• Pointing entries for named objects

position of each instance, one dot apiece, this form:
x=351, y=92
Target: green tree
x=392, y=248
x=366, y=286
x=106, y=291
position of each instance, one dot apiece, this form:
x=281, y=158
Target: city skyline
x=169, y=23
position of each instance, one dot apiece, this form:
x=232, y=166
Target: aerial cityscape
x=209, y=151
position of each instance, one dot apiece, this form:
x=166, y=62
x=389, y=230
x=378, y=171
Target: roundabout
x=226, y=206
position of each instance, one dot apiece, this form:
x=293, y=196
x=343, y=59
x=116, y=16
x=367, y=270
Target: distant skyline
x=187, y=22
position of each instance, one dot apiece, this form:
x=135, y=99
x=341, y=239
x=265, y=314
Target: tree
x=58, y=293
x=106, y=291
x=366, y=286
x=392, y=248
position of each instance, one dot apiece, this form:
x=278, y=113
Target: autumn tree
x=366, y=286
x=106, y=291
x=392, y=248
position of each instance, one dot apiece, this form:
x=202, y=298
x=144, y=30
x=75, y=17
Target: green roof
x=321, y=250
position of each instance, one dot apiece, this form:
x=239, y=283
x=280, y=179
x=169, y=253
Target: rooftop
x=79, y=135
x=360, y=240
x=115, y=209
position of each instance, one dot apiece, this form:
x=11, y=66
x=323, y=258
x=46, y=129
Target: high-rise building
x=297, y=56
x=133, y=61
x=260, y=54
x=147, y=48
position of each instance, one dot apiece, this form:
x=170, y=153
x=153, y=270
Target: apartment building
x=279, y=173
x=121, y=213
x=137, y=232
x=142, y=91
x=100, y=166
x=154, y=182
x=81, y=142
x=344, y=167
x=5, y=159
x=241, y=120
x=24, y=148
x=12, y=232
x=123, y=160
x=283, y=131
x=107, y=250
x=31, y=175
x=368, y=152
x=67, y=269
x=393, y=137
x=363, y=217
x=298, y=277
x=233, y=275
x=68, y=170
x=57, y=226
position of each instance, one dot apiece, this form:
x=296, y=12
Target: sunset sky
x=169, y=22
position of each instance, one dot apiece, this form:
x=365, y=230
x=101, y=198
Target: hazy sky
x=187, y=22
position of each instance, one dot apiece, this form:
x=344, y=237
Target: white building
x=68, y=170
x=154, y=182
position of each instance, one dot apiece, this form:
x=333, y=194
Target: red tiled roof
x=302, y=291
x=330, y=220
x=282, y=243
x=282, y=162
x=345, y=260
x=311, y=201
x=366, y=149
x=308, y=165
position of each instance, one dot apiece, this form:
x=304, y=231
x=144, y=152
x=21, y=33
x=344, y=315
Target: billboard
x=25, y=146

• DIRECTIONS FOR THIS TASK
Show each line above that contains the word "tree".

• ANSWER TO THIS EXERCISE
Target: green tree
Target: tree
Target: autumn tree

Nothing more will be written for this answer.